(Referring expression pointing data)
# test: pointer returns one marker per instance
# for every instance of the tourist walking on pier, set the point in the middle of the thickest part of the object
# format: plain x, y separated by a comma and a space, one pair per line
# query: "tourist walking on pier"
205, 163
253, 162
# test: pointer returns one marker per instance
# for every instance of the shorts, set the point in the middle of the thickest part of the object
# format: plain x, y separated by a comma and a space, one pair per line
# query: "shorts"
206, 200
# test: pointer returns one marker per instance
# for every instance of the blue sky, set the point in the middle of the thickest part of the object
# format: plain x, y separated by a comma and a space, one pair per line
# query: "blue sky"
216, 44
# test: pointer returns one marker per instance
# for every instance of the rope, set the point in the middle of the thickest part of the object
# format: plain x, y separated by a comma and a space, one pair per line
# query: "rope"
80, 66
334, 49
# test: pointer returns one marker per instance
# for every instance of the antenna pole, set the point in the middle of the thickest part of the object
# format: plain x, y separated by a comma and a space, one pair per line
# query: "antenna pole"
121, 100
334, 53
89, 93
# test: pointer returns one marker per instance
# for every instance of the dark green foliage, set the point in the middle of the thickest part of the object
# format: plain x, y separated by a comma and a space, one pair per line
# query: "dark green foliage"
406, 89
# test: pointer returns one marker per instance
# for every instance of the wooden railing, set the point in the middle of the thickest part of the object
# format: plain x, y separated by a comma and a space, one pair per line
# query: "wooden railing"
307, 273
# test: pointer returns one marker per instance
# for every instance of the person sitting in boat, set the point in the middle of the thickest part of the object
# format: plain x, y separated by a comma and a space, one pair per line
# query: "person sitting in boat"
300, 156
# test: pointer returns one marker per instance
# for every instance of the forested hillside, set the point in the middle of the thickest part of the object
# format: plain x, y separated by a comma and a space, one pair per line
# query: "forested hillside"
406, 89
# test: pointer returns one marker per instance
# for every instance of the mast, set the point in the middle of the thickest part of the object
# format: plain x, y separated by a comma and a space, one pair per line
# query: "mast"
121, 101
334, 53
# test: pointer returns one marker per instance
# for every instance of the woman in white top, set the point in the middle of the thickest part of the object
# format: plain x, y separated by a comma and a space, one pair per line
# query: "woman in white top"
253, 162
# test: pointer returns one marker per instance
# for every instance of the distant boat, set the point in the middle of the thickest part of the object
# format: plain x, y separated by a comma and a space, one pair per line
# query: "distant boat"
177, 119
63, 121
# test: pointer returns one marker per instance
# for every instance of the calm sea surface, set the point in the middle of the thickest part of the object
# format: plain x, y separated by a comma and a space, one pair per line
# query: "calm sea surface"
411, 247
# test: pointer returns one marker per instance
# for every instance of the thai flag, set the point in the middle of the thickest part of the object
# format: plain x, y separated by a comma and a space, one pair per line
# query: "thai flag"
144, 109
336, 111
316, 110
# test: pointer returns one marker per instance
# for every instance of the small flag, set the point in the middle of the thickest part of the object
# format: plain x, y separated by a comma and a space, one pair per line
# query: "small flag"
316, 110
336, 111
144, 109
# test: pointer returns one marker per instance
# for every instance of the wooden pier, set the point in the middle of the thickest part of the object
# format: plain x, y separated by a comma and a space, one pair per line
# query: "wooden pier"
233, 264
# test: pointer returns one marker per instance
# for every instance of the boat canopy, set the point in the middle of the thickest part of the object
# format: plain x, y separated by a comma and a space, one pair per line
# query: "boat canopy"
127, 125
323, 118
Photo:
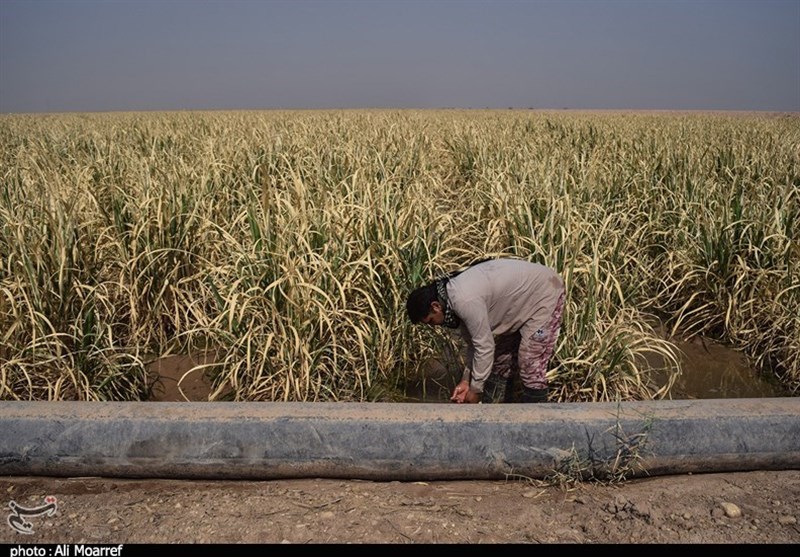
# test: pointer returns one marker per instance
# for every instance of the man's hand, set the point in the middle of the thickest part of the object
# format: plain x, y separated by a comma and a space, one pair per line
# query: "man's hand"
462, 393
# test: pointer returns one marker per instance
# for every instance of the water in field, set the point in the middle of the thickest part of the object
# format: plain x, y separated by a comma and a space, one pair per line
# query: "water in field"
710, 370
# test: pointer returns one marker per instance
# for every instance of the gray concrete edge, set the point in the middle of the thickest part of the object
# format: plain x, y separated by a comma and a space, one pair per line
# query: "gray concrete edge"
397, 441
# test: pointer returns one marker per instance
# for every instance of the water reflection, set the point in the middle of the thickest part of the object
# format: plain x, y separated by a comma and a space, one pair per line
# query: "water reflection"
712, 370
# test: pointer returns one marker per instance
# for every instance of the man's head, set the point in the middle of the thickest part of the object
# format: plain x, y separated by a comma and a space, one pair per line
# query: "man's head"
423, 306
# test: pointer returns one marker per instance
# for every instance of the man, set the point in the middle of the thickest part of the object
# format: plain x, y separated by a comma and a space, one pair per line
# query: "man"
509, 314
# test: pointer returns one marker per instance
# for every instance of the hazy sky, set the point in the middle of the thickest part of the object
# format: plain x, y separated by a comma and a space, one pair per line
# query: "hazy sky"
100, 55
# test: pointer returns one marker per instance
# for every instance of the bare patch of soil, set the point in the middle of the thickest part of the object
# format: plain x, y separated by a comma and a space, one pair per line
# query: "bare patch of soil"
743, 507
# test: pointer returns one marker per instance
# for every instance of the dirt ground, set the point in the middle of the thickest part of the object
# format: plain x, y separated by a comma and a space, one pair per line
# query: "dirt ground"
743, 507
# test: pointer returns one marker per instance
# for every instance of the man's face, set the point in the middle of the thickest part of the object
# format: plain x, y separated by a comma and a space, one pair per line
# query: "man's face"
435, 316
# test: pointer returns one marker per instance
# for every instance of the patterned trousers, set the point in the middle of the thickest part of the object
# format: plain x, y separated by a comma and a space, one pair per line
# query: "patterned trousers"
526, 353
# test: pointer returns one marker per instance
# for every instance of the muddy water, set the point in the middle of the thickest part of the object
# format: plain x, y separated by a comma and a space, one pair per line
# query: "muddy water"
710, 370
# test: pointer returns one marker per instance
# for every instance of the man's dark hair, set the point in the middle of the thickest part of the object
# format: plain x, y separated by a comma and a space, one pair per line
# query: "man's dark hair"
418, 304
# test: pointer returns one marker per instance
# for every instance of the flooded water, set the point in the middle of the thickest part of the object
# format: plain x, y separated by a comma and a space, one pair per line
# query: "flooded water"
710, 370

**What is expected**
All of the records above are to be written out exactly, minus their images.

**Task solution**
# test: pointer returns one marker per instance
# for every instance of the tourist walking on pier, set the point in the middle of the thickest part of the object
# format: plain x, y separated by a comma and a space, one pair per line
# query: "tourist walking on pier"
205, 163
253, 162
# test: pointer returns one marker per instance
# for every instance of the shorts, set the point in the middle of the thickest part of the object
# format: plain x, y separated by a comma and a space, one pair per line
# query: "shorts"
206, 200
# test: pointer returns one marker per instance
# for every instance of the blue sky, set the point in the middle of the thickest part of the object
# format: plain x, y separated by a comma and a space, one pair per line
# query: "blue sky"
216, 44
# test: pointer returns one marker per instance
# for every instance of the rope, set the point in the middle of the thickest part of the object
# format: plain x, y separated by a comma and a space, one pair per line
# query: "rope"
80, 66
334, 49
# test: pointer returns one marker per instance
# for every instance of the antenna pole, set the point in the middle of the thickest part of the object
# format: plain x, y separated by a comma and a space, one pair per line
# query: "antenna pole"
121, 100
334, 53
89, 93
# test: pointer returns one marker per instance
# for every instance of the dark green foliage, set the point in the middle of the thickest part of the object
# format: plain x, y separated by a comma and a space, one pair per line
# query: "dark green foliage"
406, 89
# test: pointer returns one marker per instance
# for every instance of the wooden railing, set the point in the middle of the thickest part of the object
# format: plain x, y separated by a comma and a space, one pair per line
# query: "wooden railing"
307, 273
# test: pointer returns one marker per instance
# for every instance of the person sitting in boat, set the point in the middle of the thickest part of the object
# format: plain x, y separated by a comma and a space, one pair per line
# query: "person sitting in boat"
300, 156
# test: pointer returns one marker per instance
# for every instance of the forested hillside, set the point in the middle of the thickest part of the object
# format: plain x, y separated by a comma and a space, one pair per line
# query: "forested hillside"
406, 89
# test: pointer returns one marker per instance
# for every instance of the mast, set the point in the middle of the thickest part of the object
# format: plain x, y separated by a comma and a space, one pair per line
# query: "mast"
121, 101
334, 53
# test: pointer returns one marker per instance
# for every instance of the woman in white top, set the point in the middle of the thickest part of the object
# format: plain x, y separated by a comma and a space, one pair per line
# query: "woman in white top"
253, 162
# test: pointer returns one marker per instance
# for every instance of the distant boat, set the point in the middle of the thickest part of the object
# format: plain x, y separated by a comma and a space, one pair per line
# query: "distant boat"
177, 119
63, 121
# test: pointer returns one marker per instance
# for every instance of the calm sea surface, set the point in the middle of the thickest part of the object
# format: plain x, y separated by a comma and a space, one pair per line
# query: "calm sea surface"
411, 247
# test: pointer returns one marker per instance
# for every instance of the thai flag, set the point in the middle of the thickest part of the object
# format: plain x, y separated by a comma and a space, one pair per line
# query: "thai flag"
144, 109
336, 111
316, 110
# test: pointer returns one marker per instance
# for every instance of the small flag, set the point in the middle of the thickest part of the object
# format: plain x, y separated by a comma and a space, one pair per line
# query: "small flag"
316, 110
336, 111
144, 109
# test: pointer returns one marker per instance
# for every instance of the wooden pier, set the point in the middle of the thickest part of the object
# format: plain x, y separated by a comma and a space, one pair per line
# query: "wooden pier"
233, 264
# test: pointer returns one marker per instance
# for every instance of the boat canopy, set the point in the middle of the thickest part of the object
# format: plain x, y separated by a comma and a space, one pair per line
# query: "boat canopy"
127, 125
323, 118
Photo:
# test: pointer returns one marker per instance
# for every instance of the man's hand, set the point in the middle of the thickest part of the object
# format: plain x, y separated by a comma and a space, one pair per line
# query: "man's hand"
462, 393
# test: pointer returns one marker per instance
# for every instance of the water in field, set the point in the middle of the thickest part of the object
# format: plain x, y separated by a comma and a space, one pair per line
# query: "water in field"
710, 370
# test: pointer returns one marker per instance
# for every instance of the gray concrete edge, set the point in the middle of the thickest part of the object
# format: plain x, y separated by a comma and a space, one pair per line
# query: "gray concrete edge"
397, 441
# test: pointer returns one marker per instance
# for every instance of the water reflection, set the point in the middle of the thickest part of the object
# format: plain x, y separated by a comma and a space, one pair per line
# query: "water reflection"
712, 370
# test: pointer returns one marker per instance
# for every instance of the man's head, set the point in the middle of the thickest part of the object
# format: plain x, y separated by a comma and a space, one pair per line
# query: "man's head"
423, 306
# test: pointer returns one marker per instance
# for every instance of the man, set the point in the middle of the thickest part of the object
# format: plain x, y separated by a comma and a space, one pair per line
# query: "man"
509, 314
# test: pointer returns one marker per instance
# for every instance of the hazy sky, set the point in the middle of the thickest part of the object
# format: plain x, y separated by a comma and a space, one pair per line
# query: "hazy sky"
100, 55
# test: pointer returns one marker per instance
# for every instance of the bare patch of soil, set the point in the middle of the thickest part of the object
# format: plain x, y separated by a comma and a space, one pair per line
# query: "bare patch of soil"
743, 507
# test: pointer returns one marker per instance
# for every instance of the dirt ground, set the point in the middle of the thickest part of the object
# format: plain x, y separated by a comma and a space, one pair per line
# query: "dirt ground"
743, 507
# test: pointer returns one marker per instance
# for every instance of the man's face, set the point in the middle of the thickest part of the object
# format: plain x, y separated by a comma and a space, one pair per line
# query: "man's face"
435, 316
# test: pointer returns one marker per instance
# for every instance of the patterned trousers, set the point in the middle of the thickest part of the object
# format: plain x, y separated by a comma and a space, one pair per line
# query: "patterned trousers"
526, 353
# test: pointer returns one marker per instance
# for every instance of the muddy water, set the point in the middle of the thickest part of the object
# format: plain x, y separated by a comma and a space, one pair per line
# query: "muddy water"
710, 370
# test: pointer returns one marker per instance
# for every instance of the man's dark hair, set the point in the middle of the thickest part of the object
# format: plain x, y separated by a comma and a space, one pair per line
# query: "man's dark hair"
418, 304
# test: pointer returns one marker per instance
# for every instance of the flooded water, set the point in the middle of the thickest part of the object
# format: plain x, y separated by a comma and a space, one pair per line
# query: "flooded water"
710, 370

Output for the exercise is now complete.